Task brief ▸ Turn every line of the entries below into a numbered list, dropping any blank lines and leaving the pictures out.

Supplied data ▸
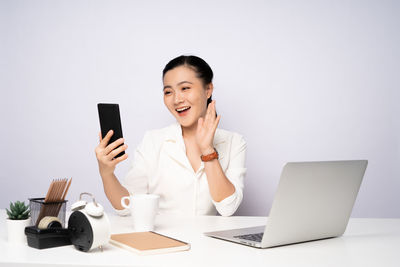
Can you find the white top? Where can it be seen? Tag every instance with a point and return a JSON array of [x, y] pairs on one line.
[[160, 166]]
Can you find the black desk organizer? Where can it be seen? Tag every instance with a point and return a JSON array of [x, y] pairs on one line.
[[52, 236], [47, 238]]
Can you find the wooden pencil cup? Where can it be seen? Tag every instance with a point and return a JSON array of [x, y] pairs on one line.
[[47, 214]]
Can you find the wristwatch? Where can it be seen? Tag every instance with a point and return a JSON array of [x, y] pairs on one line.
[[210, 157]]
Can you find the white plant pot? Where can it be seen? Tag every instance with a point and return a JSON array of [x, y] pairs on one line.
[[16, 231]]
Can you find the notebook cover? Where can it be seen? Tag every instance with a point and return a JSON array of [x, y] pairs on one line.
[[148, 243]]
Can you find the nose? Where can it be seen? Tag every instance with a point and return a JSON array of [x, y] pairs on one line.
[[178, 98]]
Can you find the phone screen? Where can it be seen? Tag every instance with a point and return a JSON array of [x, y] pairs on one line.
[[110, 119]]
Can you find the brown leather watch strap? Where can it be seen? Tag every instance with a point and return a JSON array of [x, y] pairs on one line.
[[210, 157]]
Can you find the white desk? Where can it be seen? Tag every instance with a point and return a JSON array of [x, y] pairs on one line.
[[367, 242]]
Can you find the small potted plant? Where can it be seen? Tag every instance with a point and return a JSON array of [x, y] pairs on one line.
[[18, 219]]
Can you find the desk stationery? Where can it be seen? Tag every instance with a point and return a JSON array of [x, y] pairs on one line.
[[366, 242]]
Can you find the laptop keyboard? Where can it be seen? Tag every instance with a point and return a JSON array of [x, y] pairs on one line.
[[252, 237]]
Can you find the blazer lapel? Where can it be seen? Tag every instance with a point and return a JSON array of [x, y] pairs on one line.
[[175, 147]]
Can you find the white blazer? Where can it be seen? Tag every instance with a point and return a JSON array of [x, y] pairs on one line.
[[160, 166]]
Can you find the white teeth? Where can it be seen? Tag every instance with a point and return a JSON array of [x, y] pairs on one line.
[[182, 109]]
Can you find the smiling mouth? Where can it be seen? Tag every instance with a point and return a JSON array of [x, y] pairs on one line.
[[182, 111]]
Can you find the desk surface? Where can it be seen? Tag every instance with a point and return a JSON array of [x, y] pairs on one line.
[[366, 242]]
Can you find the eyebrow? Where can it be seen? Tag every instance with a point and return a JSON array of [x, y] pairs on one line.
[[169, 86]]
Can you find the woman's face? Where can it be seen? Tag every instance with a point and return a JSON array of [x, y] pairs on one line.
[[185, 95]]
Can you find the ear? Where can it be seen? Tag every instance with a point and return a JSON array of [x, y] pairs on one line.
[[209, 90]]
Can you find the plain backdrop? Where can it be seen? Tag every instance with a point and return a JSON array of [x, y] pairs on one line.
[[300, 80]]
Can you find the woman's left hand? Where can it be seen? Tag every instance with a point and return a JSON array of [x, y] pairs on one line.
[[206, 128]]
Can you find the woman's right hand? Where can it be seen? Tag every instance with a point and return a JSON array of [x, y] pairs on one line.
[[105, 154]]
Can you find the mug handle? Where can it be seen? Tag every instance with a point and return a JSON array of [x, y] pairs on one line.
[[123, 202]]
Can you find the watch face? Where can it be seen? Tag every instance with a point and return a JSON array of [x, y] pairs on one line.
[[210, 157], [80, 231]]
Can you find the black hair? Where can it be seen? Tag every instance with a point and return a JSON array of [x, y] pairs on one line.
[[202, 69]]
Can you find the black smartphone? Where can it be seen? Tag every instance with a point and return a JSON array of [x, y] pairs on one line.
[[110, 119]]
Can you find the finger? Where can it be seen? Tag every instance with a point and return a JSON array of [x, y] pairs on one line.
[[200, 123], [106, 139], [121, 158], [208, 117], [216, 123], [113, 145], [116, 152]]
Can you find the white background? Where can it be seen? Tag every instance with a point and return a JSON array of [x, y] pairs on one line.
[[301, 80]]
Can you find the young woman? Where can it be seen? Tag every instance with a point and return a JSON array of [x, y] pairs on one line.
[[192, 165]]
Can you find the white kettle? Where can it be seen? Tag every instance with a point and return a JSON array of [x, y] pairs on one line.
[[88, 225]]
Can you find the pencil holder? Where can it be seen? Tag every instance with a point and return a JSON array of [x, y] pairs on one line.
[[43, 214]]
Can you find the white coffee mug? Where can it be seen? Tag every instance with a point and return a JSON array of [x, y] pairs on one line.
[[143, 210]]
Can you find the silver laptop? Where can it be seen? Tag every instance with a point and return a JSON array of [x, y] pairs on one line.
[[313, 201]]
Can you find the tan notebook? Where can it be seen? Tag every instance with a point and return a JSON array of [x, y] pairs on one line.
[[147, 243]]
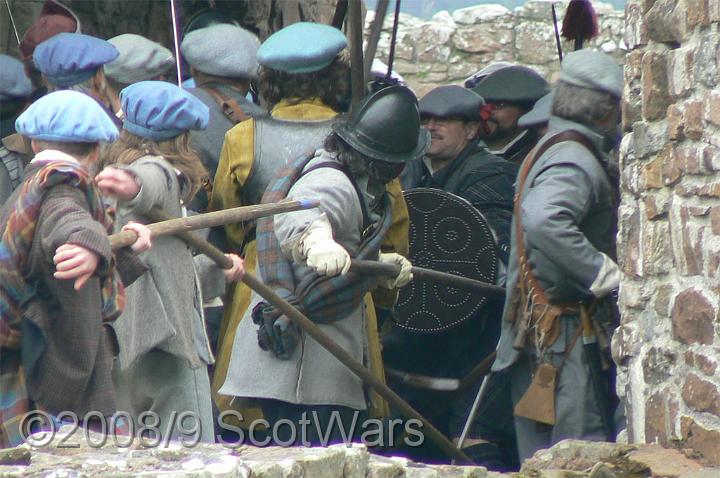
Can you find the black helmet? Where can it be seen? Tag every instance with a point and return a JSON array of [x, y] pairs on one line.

Answer to the task ▸
1. Can you find the white top? Where can it be seen? Tag every instance with a point and return a JSON array of [x, y] pairs on one line.
2. [[160, 166]]
3. Can you find the black desk organizer? Where can it be seen? Tag every instance with a point and return a JSON array of [x, y] pairs on one line.
4. [[52, 236], [47, 238]]
5. Can you find the wooden pencil cup? Where can it be seen? Tag every instance with a point and return a JSON array of [x, y] pairs on one line.
6. [[47, 214]]
7. Can you find the wristwatch? Where can it be seen? Tag every instance with a point and return a JSON array of [x, y] pairs on one line.
8. [[210, 157]]
9. Can you find the white plant pot? Where can it be seen? Tag every instance with a point and return a JSON array of [x, y] pairs on one line.
10. [[16, 231]]
11. Can you find the notebook cover? Where can it be seen? Tag every instance with a point and return a JSON array of [x, y] pairs on one line.
12. [[148, 243]]
13. Can you find the nose? Where can it be seen? Tag every instance with a point and return a JSON array of [x, y] pairs on one line.
14. [[178, 98]]
15. Can you find the phone screen? Where can it be seen? Tag every instance with a point and return a JSON array of [x, y] pairs on one line.
16. [[110, 119]]
17. Can you find the brown leather watch strap? Where can it be seen? Tag every instance with a point and return a JSON array of [x, y] pairs on one line.
18. [[210, 157]]
19. Can you find the white desk? Where can it be seen? Tag every instance with a point and return a JSON array of [x, y] pairs on one line.
20. [[367, 242]]
21. Can you find the small potted plant? Where can it be seen? Tag every instance with a point and return a JSON array of [x, y] pairs on one line.
22. [[18, 219]]
23. Can you find the desk stationery? Where can it be seen? Tag every instance with a point and return a JSON array of [x, y] pairs on one line.
24. [[366, 242]]
25. Can you find the laptop keyboard? Where can it be seen? Tag every instance with a point and return a JSON array of [x, y] pairs on one line.
26. [[252, 237]]
27. Can you find the blazer lapel? Where can it be seen? Tag every instance with a point and return a JSON array of [x, y] pairs on one line.
28. [[175, 147]]
29. Can you find the white blazer? Where can it be seen? Tag every instance with a point and return a JSON array of [x, y] pairs on one line.
30. [[160, 166]]
31. Can you find the white teeth? Where can it be seen? Tag every instance with a point and return a JSON array of [x, y] pairs on one line.
32. [[182, 109]]
33. Can you find the smiling mouth? Where can it be seen? Tag every instance with a point and return a JSON array of [x, y] pairs on one line.
34. [[182, 111]]
35. Can you find the desk surface? Where can it be seen? Tag every instance with a point and return a JSON array of [x, y] pairs on one line.
36. [[366, 242]]
37. Can you find the eyebrow? Where can it be seen? Tag every instance with a point and return a JSON array of [x, y] pairs on one line.
38. [[169, 86]]
39. Can you find the woman's face? Where can it be seen? Tag every instance with a point and return a JSON array of [x, y] pairs on one line.
40. [[185, 95]]
41. Can you find the ear? Where can it be seen? Tag every instance with a point and return a JSON array of [x, y] pairs on one line.
42. [[209, 90]]
43. Can you find the plain backdrop? Where can it be seen? Tag every instance with a point and return a JSON array of [x, y] pairs on one line.
44. [[300, 80]]
45. Can you find the woman's left hand? Where can it be seen? Tag every instance with a point and return a JSON array of [x, y] pairs on one line.
46. [[206, 128]]
47. Can you find the woman's right hand? Where can it be seen? Tag every instance with a point and return a JSON array of [x, y] pairs on one line.
48. [[105, 154]]
49. Can you find the mug handle? Where can it be seen? Tag every instance with a point and return a JSON array of [x, y] pairs on one line.
50. [[123, 202]]
51. Can you find the watch face? Where can it be seen? Tag every instance with a point and return a JSON array of [x, y] pairs on one line.
52. [[210, 157], [80, 231]]
53. Can you find the black hair? Where can it be seen? Tag every instance with a point and return a JSON array of [x, y] pairs on one line.
54. [[202, 69]]
55. Can you find the black smartphone? Where can it be seen? Tag every instance with a point and return a JSON array of [x, y] pairs on one line.
56. [[110, 119]]
57. Can you find the finger? Where can it be seen? Tag every instance with a point and return a JSON array of [x, y] pairs on one line.
58. [[200, 123], [106, 139], [121, 158], [208, 117], [216, 123], [113, 145], [116, 152]]
59. Can you find the white background? Where can it be seen? Tag every instance with a point and return a JSON array of [x, y] pairs on one line.
60. [[301, 80]]
61. Can you find the young woman? Where can it be seen? Tag every instance with a point and return a JSON array of [x, y] pairs on one line.
62. [[192, 165]]
63. Can you find the white kettle? Where can it be seen? Tag every instance with a point and return a JSON array of [x, y] pairs on one line.
64. [[88, 225]]
65. Can you find the pencil holder? Where can it be seen? Tag every instance with a point and return a JSON array of [x, y] pairs on one line.
66. [[43, 214]]
67. Can you find the white coffee mug? Where can it be seen? Tag every instance with a point and return a JSON array of [x, y] pairs on one line.
68. [[143, 210]]
69. Can you find the silver laptop? Where can it be seen? Tag every instance with a point and return a JSON array of [x, y] pairs on one line.
70. [[313, 201]]
71. Can you find the tan notebook? Where can it be seen? Tag every instance with a point and return a JSON array of [x, y] pairs on one line.
72. [[147, 243]]
73. Can you find the black helmet? Where can it be seen? Tag every instance with a point and return a JSON array of [x, y] pairs on one line.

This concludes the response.